> _To do_
An exact restatement of the data is required, with the images omitted.
*** Opening Raw data ***
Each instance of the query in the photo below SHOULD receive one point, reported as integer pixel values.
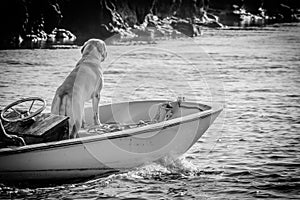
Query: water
(251, 151)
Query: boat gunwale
(115, 135)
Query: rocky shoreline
(48, 23)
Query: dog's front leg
(96, 100)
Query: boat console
(33, 125)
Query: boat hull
(97, 155)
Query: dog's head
(94, 44)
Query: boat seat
(46, 127)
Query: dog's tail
(59, 105)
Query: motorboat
(132, 134)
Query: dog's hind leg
(95, 101)
(83, 119)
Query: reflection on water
(252, 151)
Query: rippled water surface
(251, 151)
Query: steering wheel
(21, 115)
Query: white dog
(83, 83)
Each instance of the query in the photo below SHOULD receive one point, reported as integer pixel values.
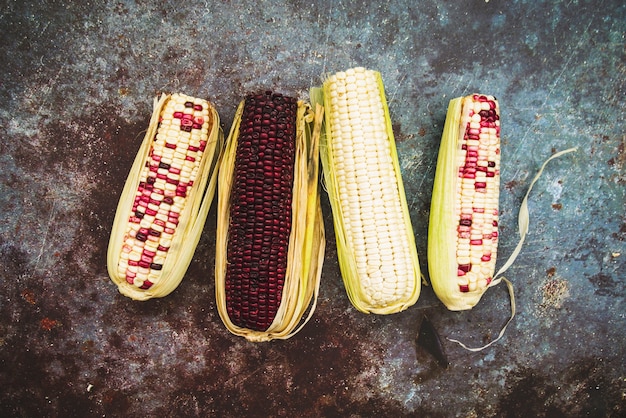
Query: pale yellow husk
(306, 241)
(345, 250)
(191, 220)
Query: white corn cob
(375, 243)
(163, 206)
(463, 228)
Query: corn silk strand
(523, 225)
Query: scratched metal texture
(77, 81)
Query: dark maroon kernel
(260, 211)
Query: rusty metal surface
(76, 86)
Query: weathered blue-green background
(76, 86)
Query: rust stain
(47, 324)
(29, 296)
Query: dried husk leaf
(191, 220)
(307, 238)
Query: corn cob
(270, 237)
(166, 198)
(463, 228)
(375, 243)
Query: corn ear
(463, 226)
(375, 243)
(270, 233)
(166, 198)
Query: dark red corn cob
(260, 210)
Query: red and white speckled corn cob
(463, 229)
(160, 215)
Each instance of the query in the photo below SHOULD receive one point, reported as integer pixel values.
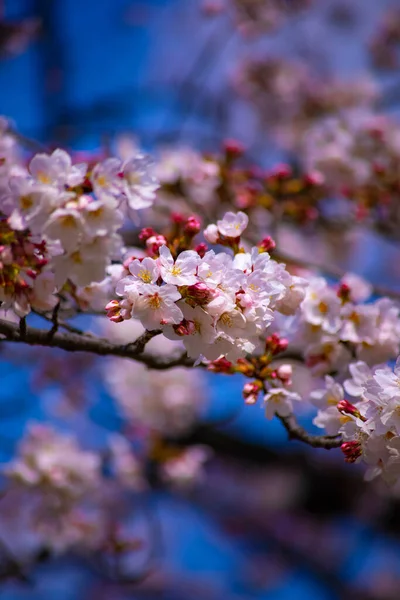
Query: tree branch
(72, 342)
(297, 432)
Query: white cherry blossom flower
(179, 272)
(233, 224)
(279, 401)
(156, 306)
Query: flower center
(323, 308)
(26, 202)
(155, 302)
(145, 275)
(43, 178)
(176, 270)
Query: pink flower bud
(201, 249)
(314, 178)
(251, 392)
(345, 407)
(221, 365)
(284, 372)
(200, 292)
(185, 328)
(211, 234)
(192, 226)
(233, 148)
(113, 311)
(344, 292)
(154, 243)
(275, 344)
(267, 244)
(177, 218)
(351, 450)
(146, 233)
(282, 171)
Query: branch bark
(73, 342)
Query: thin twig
(72, 342)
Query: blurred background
(270, 519)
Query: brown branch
(72, 342)
(297, 432)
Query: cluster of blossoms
(257, 16)
(290, 98)
(59, 478)
(184, 173)
(71, 214)
(369, 422)
(216, 304)
(226, 180)
(336, 325)
(169, 403)
(358, 154)
(67, 498)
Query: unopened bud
(314, 178)
(154, 243)
(192, 226)
(221, 365)
(251, 392)
(200, 292)
(282, 171)
(344, 292)
(185, 328)
(201, 249)
(345, 407)
(233, 148)
(267, 244)
(211, 234)
(113, 311)
(284, 372)
(146, 233)
(275, 344)
(351, 451)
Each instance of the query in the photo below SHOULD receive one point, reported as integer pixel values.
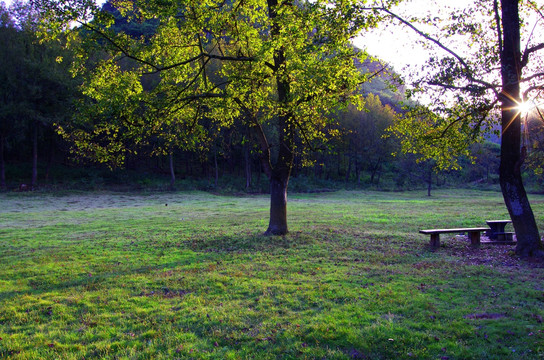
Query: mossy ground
(190, 275)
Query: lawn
(188, 275)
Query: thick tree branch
(529, 51)
(437, 42)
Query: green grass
(189, 276)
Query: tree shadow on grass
(246, 243)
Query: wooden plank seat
(473, 234)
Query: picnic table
(496, 230)
(473, 234)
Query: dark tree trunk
(247, 159)
(278, 207)
(216, 169)
(172, 172)
(280, 172)
(34, 181)
(2, 163)
(512, 155)
(348, 172)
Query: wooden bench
(473, 234)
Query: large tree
(481, 78)
(280, 66)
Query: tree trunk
(2, 163)
(247, 159)
(216, 169)
(34, 181)
(348, 172)
(512, 156)
(278, 207)
(172, 173)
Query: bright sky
(397, 44)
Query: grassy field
(189, 276)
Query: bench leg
(435, 240)
(474, 239)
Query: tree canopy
(279, 66)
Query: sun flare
(525, 107)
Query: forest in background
(38, 92)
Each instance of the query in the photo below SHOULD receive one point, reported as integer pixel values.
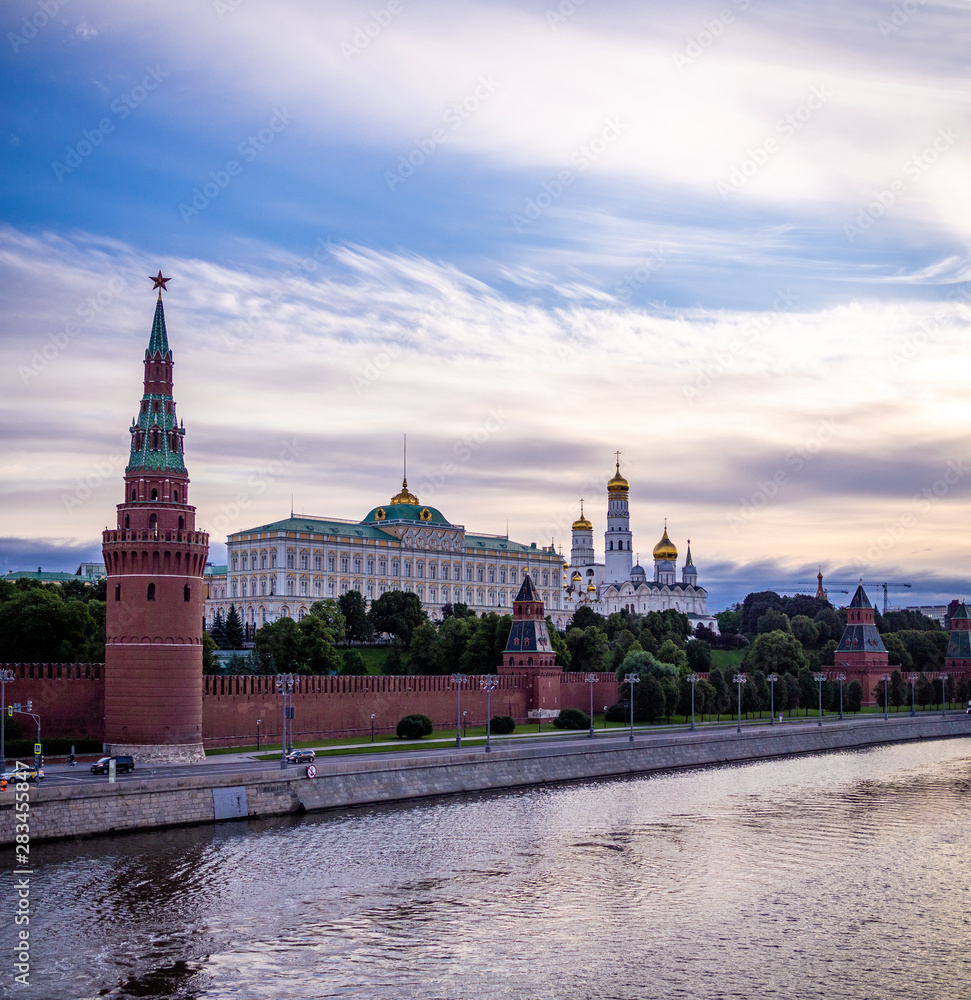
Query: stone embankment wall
(91, 809)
*** Closing Raw data ***
> _Answer space_
Each instance of the query in the photo below SHOULD receive one point, reported as integer pixel values.
Query: water
(251, 151)
Query: boat gunwale
(115, 135)
Query: rocky shoreline
(48, 23)
Query: dog's front leg
(96, 100)
Query: boat console
(33, 125)
Query: boat hull
(97, 155)
Query: dog's head
(94, 44)
Query: boat seat
(46, 127)
Query: dog's tail
(59, 105)
Query: motorboat
(132, 134)
Query: dog's hind leg
(95, 101)
(83, 119)
Query: reflection on water
(252, 151)
Query: rippled water surface
(251, 151)
Query: steering wheel
(21, 115)
Query: white dog
(83, 83)
Each instance of the query in the photo below SHOULD receive one point, reported as integer pixel values.
Query: pale yellow husk
(306, 241)
(345, 250)
(191, 220)
Query: white corn cob
(375, 243)
(163, 206)
(463, 228)
Query: corn silk strand
(523, 225)
Query: scratched metal texture
(77, 81)
Query: dark maroon kernel
(260, 211)
Query: rusty metal surface
(76, 86)
Query: weathered blue-green background
(76, 86)
Query: rust stain
(47, 324)
(29, 296)
Query: dried husk leaf
(191, 220)
(307, 238)
Query: corn cob
(270, 237)
(166, 198)
(463, 228)
(375, 243)
Query: corn ear
(463, 226)
(375, 243)
(270, 233)
(166, 198)
Query: dark red corn cob
(260, 210)
Query: red and white speckled corn cob
(463, 229)
(160, 215)
Each instance of the query in the photo below SHOULD receive one point, reported as integer pixel values.
Query: tree branch
(72, 342)
(297, 432)
Query: white cherry blossom flower
(179, 272)
(233, 224)
(279, 401)
(156, 306)
Query: flower center
(323, 308)
(26, 202)
(155, 302)
(145, 275)
(43, 178)
(176, 270)
Query: pink flower bud
(201, 249)
(314, 178)
(251, 392)
(345, 407)
(221, 365)
(284, 372)
(200, 292)
(185, 328)
(211, 234)
(192, 226)
(233, 148)
(113, 311)
(344, 292)
(154, 243)
(275, 344)
(267, 244)
(177, 218)
(351, 450)
(146, 233)
(282, 171)
Query: branch bark
(73, 342)
Query: thin twig
(72, 342)
Query: blurred background
(270, 519)
Query: brown branch
(72, 342)
(297, 432)
Query: cluster of blossoms
(257, 16)
(290, 98)
(59, 478)
(184, 173)
(71, 214)
(369, 422)
(216, 304)
(226, 180)
(336, 325)
(169, 403)
(358, 154)
(67, 498)
Query: unopened bud
(314, 178)
(154, 243)
(192, 226)
(221, 365)
(251, 392)
(200, 292)
(282, 171)
(344, 292)
(185, 328)
(201, 249)
(345, 407)
(233, 148)
(267, 244)
(211, 234)
(113, 311)
(284, 372)
(146, 233)
(275, 344)
(351, 451)
Each instance of the query in the photo below SHOULD receive one point, reported as integer pixel values.
Query: mossy ground
(190, 275)
Query: lawn
(188, 275)
Query: thick tree branch
(529, 51)
(437, 42)
Query: green grass
(189, 276)
Query: tree shadow on grass
(246, 243)
Query: wooden plank seat
(473, 234)
Query: picnic table
(496, 230)
(473, 234)
Query: dark tree trunk
(247, 159)
(278, 207)
(216, 169)
(172, 172)
(280, 172)
(34, 181)
(2, 163)
(512, 155)
(348, 172)
Query: wooden bench
(473, 234)
Query: large tree
(481, 78)
(280, 66)
Query: tree trunk
(2, 163)
(247, 159)
(216, 169)
(34, 181)
(348, 172)
(512, 156)
(278, 207)
(172, 173)
Query: bright sky
(397, 44)
Query: grassy field
(189, 276)
Query: bench leg
(435, 240)
(474, 239)
Query: tree canopy
(279, 66)
Query: sun flare
(525, 107)
Query: forest in background
(38, 92)
Each instance of the query in the photo below SHOULD receive one point, reported as integer pixel values.
Query: stone embankment wall
(91, 809)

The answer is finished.